start Passage provided
Katz anticipates entrepreneurial age

“You will face entrepreneurial ventures and entrepreneurship everywhere you turn for the next 50 years,” the chair of Syracuse University’s entrepreneurship program told a Pitt audience this week, adding that the at-risk student will be the one who graduates unprepared for the entrepreneurial age.

Entrepreneurship is among the areas Katz Graduate School of Business Dean John T. Delaney wants to emphasize both in the graduate program as well as in Pitt’s College of Business Administration.

Delaney cautioned that Pittsburgh can’t count on the big firms that nurtured the region in the past to continue in that role in the future. “The next 50 to 100 years in this region are going to be driven by the new firms that we create,” he said, adding that students who are not exposed to hands-on entrepreneurship are going to be totally unprepared.

“If we don’t prepare students to go out and do, they’re not going to know what to do and we’re going to suffer,” Delaney said, echoing the words of Michael Morris, chair of Syracuse’s Department of Entrepreneurship and Emerging Enterprises.

“This really is about driving the future,” Delaney said.

While Pitt has some survey classes that cover many aspects of entrepreneurship, “We need to do more,” Delaney contends.

Delaney said Pitt already is well positioned in terms of outreach, thanks to the activity of the Katz school’s Institute for Entrepreneurial Excellence (IEE). “It has done a tremendous job of helping local businesses. What we haven’t had is the academic side of the content: courses for our students. We have a few general entrepreneurship courses, but that’s all we have,” he said. With a stronger academic program coupled with IEE’s efforts, “We could be one of the top programs in entrepreneurship,” the dean said.
end Passage provided
Set exercise 1: Locate every row below that contains the string "debris" and copy each such row in full. Case counts.
start Given information
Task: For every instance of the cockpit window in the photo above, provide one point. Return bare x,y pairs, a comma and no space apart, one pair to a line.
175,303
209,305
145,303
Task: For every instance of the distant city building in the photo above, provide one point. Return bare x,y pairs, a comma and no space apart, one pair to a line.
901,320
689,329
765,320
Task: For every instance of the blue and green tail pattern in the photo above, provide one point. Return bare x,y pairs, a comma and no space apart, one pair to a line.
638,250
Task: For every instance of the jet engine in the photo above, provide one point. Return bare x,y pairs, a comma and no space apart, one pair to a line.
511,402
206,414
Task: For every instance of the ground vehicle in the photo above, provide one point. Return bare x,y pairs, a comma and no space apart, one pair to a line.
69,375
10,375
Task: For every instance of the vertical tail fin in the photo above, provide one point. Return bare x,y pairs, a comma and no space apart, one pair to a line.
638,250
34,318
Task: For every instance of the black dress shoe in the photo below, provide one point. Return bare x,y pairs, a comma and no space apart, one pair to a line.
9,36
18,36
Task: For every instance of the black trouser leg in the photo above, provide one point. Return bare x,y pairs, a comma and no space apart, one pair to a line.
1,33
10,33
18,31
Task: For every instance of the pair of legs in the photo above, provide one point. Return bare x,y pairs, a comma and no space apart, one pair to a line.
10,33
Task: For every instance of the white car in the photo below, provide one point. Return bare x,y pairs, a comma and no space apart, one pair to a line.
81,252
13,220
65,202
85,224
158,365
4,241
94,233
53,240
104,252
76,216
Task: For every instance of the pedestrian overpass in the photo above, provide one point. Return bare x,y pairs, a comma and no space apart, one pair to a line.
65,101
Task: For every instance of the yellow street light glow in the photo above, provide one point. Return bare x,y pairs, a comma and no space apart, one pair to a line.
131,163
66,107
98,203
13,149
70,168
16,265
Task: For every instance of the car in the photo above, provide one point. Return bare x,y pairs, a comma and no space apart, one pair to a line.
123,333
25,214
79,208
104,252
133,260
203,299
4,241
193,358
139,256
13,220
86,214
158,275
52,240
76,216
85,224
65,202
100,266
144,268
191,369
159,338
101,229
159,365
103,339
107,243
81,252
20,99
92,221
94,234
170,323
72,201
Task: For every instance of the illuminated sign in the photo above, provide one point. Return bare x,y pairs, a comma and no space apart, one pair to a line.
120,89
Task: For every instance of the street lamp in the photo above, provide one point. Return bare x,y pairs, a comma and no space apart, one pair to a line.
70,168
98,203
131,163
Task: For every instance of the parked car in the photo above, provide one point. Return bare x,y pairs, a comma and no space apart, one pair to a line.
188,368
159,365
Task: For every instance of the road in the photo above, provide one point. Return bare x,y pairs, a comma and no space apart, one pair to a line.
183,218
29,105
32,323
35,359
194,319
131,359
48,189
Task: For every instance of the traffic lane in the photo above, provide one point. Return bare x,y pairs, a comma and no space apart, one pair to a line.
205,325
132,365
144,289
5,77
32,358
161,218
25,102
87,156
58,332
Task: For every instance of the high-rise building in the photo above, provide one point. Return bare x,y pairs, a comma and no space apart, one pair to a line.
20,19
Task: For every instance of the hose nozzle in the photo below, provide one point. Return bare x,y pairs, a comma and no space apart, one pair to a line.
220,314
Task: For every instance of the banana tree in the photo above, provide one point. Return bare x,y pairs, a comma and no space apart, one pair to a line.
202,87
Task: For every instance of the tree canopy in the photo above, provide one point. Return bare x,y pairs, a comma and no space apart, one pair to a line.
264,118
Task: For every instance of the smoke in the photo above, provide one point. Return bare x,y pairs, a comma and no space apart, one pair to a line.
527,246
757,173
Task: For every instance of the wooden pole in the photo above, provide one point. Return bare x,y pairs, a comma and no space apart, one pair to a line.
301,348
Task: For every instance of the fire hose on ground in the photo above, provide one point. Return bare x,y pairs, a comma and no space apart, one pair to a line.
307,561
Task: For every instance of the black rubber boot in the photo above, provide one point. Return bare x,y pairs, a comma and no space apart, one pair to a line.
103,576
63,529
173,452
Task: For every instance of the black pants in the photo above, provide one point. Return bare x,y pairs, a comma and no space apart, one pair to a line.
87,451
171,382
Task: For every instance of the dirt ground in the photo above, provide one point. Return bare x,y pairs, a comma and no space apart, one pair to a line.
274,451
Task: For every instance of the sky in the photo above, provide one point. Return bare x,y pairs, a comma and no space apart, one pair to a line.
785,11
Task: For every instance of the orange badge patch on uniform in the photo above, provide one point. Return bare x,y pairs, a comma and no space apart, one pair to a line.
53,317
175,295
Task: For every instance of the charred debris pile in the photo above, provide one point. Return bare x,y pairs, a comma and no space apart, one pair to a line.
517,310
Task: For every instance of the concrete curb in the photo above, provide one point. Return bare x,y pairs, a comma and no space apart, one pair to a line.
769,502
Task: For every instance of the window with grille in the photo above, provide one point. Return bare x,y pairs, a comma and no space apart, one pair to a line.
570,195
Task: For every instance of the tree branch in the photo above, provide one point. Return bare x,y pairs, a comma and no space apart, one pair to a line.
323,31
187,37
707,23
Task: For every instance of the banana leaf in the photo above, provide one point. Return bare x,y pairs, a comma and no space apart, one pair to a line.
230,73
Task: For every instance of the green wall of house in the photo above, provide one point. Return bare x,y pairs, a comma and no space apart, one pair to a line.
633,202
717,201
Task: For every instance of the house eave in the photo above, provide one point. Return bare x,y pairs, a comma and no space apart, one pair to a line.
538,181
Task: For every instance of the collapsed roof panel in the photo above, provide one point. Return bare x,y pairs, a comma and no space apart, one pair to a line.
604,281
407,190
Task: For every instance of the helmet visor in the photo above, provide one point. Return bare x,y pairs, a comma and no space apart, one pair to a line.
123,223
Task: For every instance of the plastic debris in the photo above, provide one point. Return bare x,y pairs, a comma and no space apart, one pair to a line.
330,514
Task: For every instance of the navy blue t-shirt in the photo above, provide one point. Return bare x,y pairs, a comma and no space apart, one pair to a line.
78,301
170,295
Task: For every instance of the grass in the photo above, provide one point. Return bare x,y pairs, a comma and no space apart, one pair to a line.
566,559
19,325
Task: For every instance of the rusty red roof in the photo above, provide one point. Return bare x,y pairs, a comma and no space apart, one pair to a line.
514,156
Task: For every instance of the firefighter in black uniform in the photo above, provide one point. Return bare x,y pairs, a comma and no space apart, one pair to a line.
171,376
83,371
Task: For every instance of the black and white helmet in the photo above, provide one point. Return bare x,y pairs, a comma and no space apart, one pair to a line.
end Given information
Set exercise 2: Write out the stretch of the article on entrepreneurship at Pitt from "Entrepreneurship is among" through "and Emerging Enterprises.", switching "students" to "graduates" wherever it occurs.

Right answer 1:
Task: For every instance of the charred debris pile in the photo above, provide one point. Return bare x,y pairs, a comma and no space apart, one pair to a line.
Task: For every instance of the plastic debris in the photo above, provide one point. Return bare x,y pairs, a comma and no space apart, one pair to a line.

Right answer 2:
Entrepreneurship is among the areas Katz Graduate School of Business Dean John T. Delaney wants to emphasize both in the graduate program as well as in Pitt’s College of Business Administration.

Delaney cautioned that Pittsburgh can’t count on the big firms that nurtured the region in the past to continue in that role in the future. “The next 50 to 100 years in this region are going to be driven by the new firms that we create,” he said, adding that graduates who are not exposed to hands-on entrepreneurship are going to be totally unprepared.

“If we don’t prepare graduates to go out and do, they’re not going to know what to do and we’re going to suffer,” Delaney said, echoing the words of Michael Morris, chair of Syracuse’s Department of Entrepreneurship and Emerging Enterprises.